__Passage shown__:
Health care providers must engender trust in their patients, so their patients will share intimate, sometimes sensitive information necessary to provide effective diagnoses and treatment.

“That’s why we need to have more diversity in the health professions,” Sullivan said. “It doesn’t mean that any one specific health professional needs to be limited to one person of their own race, but it does mean that in the barrio or the ghetto, if we are to address the needs in those communities, we need have more diversity.”

A 1996 UC San Francisco study showed that Latino and African American physicians are three to five times more likely to establish their practices in the barrio or ghetto, Sullivan said. Their practices had a higher percentage of patients on Medicaid, or patients who had no payment mechanism whatsoever. A higher percentage of Latino and African American graduates also enter primary care.

__Required work__:
- 1) In the passage on diversity in the health professions, reproduce word for word everything from "Health care providers" down to "diagnoses and treatment.".
- 2) Answer these questions from the passage on diversity in the health professions:
(a) In what year was the UC San Francisco study conducted?
(b) How much more likely are Latino and African American physicians to establish their practices in the barrio or ghetto?
(c) What do health care providers need patients to share, and for what purpose?
- 3) Condense the paragraph beginning "A 1996 UC San Francisco study" from the passage on diversity in the health professions into a short bulleted list that keeps its main facts.

__Material shown__:
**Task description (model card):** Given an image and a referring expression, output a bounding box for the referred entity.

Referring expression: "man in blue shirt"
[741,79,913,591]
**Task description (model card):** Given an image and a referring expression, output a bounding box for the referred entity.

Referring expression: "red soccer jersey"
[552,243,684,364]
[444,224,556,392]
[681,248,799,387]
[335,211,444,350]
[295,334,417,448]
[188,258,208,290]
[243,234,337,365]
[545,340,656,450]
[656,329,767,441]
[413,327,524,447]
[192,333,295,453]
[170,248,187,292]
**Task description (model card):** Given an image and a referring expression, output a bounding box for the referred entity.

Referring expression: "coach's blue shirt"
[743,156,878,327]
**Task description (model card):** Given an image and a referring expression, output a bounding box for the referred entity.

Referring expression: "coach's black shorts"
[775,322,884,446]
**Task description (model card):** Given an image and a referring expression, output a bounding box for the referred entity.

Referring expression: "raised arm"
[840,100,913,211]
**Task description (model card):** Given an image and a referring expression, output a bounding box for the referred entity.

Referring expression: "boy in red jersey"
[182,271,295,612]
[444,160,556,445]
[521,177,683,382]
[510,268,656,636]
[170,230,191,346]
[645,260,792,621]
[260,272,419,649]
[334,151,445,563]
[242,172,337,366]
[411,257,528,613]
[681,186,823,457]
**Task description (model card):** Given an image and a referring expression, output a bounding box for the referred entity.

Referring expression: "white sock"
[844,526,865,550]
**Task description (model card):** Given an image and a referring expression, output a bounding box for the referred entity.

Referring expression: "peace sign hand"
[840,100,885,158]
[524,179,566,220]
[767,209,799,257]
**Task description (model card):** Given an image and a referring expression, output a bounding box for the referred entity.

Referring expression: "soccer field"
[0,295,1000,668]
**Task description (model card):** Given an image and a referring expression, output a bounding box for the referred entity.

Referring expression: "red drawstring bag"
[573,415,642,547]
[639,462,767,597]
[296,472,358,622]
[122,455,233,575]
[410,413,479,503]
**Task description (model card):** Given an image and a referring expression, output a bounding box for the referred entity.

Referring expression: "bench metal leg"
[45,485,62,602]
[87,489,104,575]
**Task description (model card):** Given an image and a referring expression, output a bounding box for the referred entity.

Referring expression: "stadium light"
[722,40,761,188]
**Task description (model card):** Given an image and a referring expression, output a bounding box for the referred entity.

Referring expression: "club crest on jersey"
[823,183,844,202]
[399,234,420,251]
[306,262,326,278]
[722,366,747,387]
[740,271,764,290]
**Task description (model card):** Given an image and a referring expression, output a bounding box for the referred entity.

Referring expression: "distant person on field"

__Answers by item__:
- 1)
Health care providers must engender trust in their patients, so their patients will share intimate, sometimes sensitive information necessary to provide effective diagnoses and treatment.

- 2)
(a) 1996.
(b) Three to five times more likely.
(c) Intimate, sometimes sensitive information necessary to provide effective diagnoses and treatment.

- 3)
- According to Sullivan, a 1996 UC San Francisco study found that Latino and African American physicians are three to five times more likely to establish practices in the barrio or ghetto.
- These physicians' practices had a higher percentage of patients on Medicaid or with no payment mechanism at all.
- A higher percentage of Latino and African American graduates enter primary care.